READING PASSAGE:
------------------------

Postmortem Analyst - SO1 Documentation

Quick Reference

Property	Value
Domain	Incident
FORGE Stage	5 (Verify)
Version	1.0.0
Primary Output	Postmortem reports with root cause analysis and action items

Use this agent when you need to:

Conduct root cause analysis using structured frameworks (5 Whys, Fishbone)
Reconstruct detailed incident timelines for analysis
Generate actionable improvement recommendations
Document learnings for future incident prevention

Core Capabilities

Root Cause Analysis

Identifies underlying causes using structured methodologies (5 Whys, Fishbone, systems thinking)

Timeline Analysis

Reconstructs and analyzes incident chronology to identify key decision points

Action Item Generation

Creates specific, actionable improvement tasks with owners and due dates

Knowledge Capture

Documents learnings and patterns for organizational memory and future prevention

When to Use

Ideal Use Cases

SEV0-SEV2 incidents requiring formal post-incident analysis

Incidents with unclear or complex root causes

Recurring incident patterns needing systematic investigation

Incidents with multiple contributing factors

Incidents requiring organizational learning and process improvement

Not Recommended For

Usage Examples

Connection Pool Exhaustion
Database Cluster Failure
Performance Degradation

Postmortem: API Gateway Connection Pool

Incident: INC-20240115-0042 (SEV2, 25 minutes, 150 users affected)Postmortem Report

# Postmortem: API Gateway Connection Pool Exhaustion

**Incident ID**: INC-20240115-0042
**Date**: 2024-01-15
**Severity**: SEV2
**Duration**: 25 minutes
**Authors**: @oncall-backend, @postmortem-analyst

## Summary

On January 15, 2024, the SO1 Control Plane API experienced elevated error 
rates (12% 5xx) for 25 minutes due to database connection pool exhaustion. 
Approximately 150 users were affected, experiencing failed workflow 
executions and API timeouts.

### Impact
- 150 users affected
- ~200 workflow executions failed
- API error rate peaked at 12%
- No data loss

## Timeline

| Time (UTC) | Event | Significance |
|------------|-------|--------------|
| 14:02 | Connection pool hits 100% utilization | First sign |
| 14:05 | PagerDuty alert fires | Detection |
| 14:08 | Incident declared | Response initiated |
| 14:15 | Root cause identified | Investigation complete |
| 14:20 | Pool size increased 20→50 | Mitigation applied |
| 14:25 | Error rate normal | Impact ends |

## Root Cause Analysis

### Primary Root Cause

The database connection pool was configured with a maximum of 20 connections, 
which was insufficient for the concurrent load generated by the new bulk 
workflow execution feature deployed earlier that day.

------------------------

INFORMATION SUPPLIED:
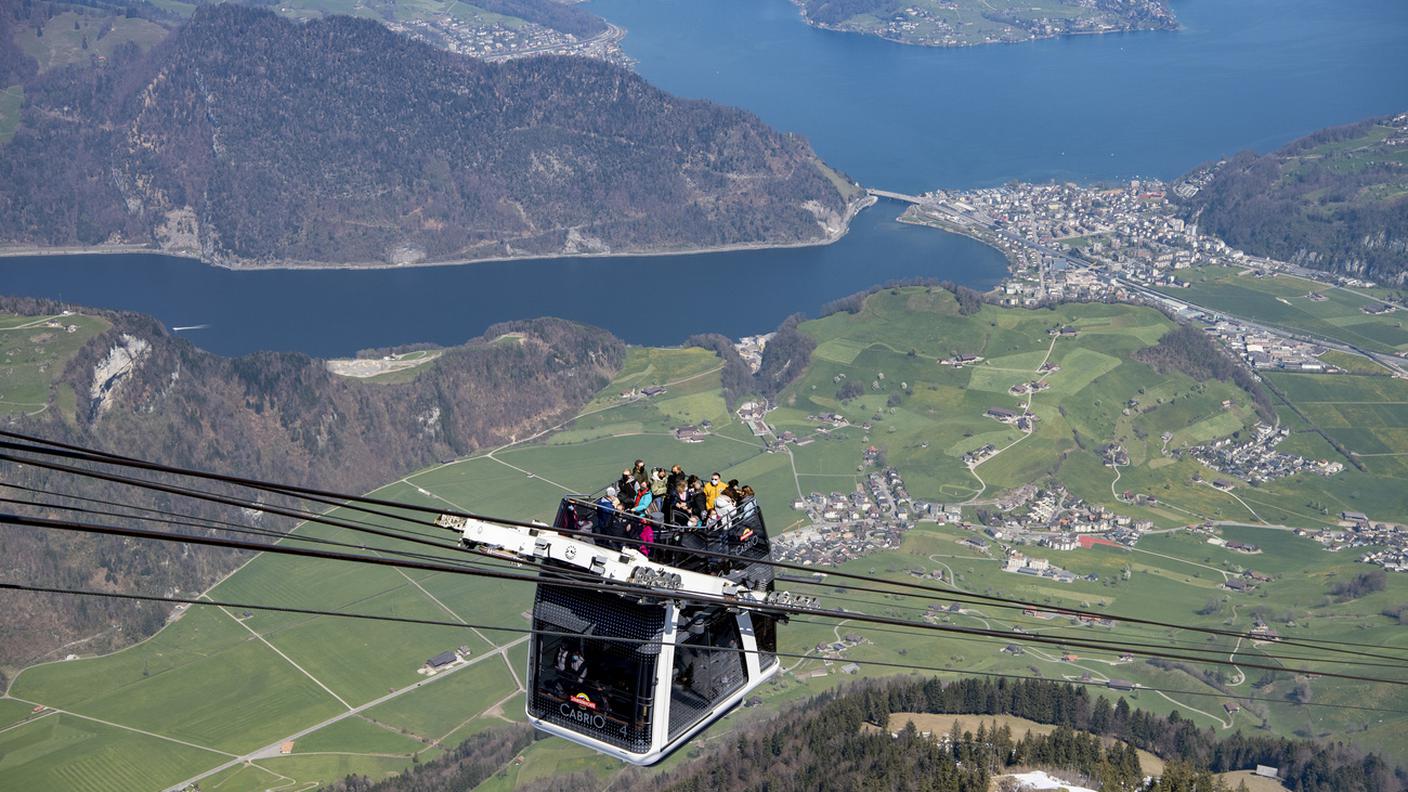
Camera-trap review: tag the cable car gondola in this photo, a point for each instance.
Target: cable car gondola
(637, 672)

------------------------

SHORT EXERCISE 1:
In the postmortem analyst documentation, rewrite the part that opens with the words containing "Reconstruct detailed incident" and closes with "Fishbone, systems thinking)", changing "incident timelines" to "event timelines".
SHORT EXERCISE 2:
According to the postmortem analyst documentation, what was the maximum number of connections configured for the database connection pool?

RESPONSE 1:
Reconstruct detailed event timelines for analysis
Generate actionable improvement recommendations
Document learnings for future incident prevention

Core Capabilities

Root Cause Analysis

Identifies underlying causes using structured methodologies (5 Whys, Fishbone, systems thinking)

RESPONSE 2:
20 connections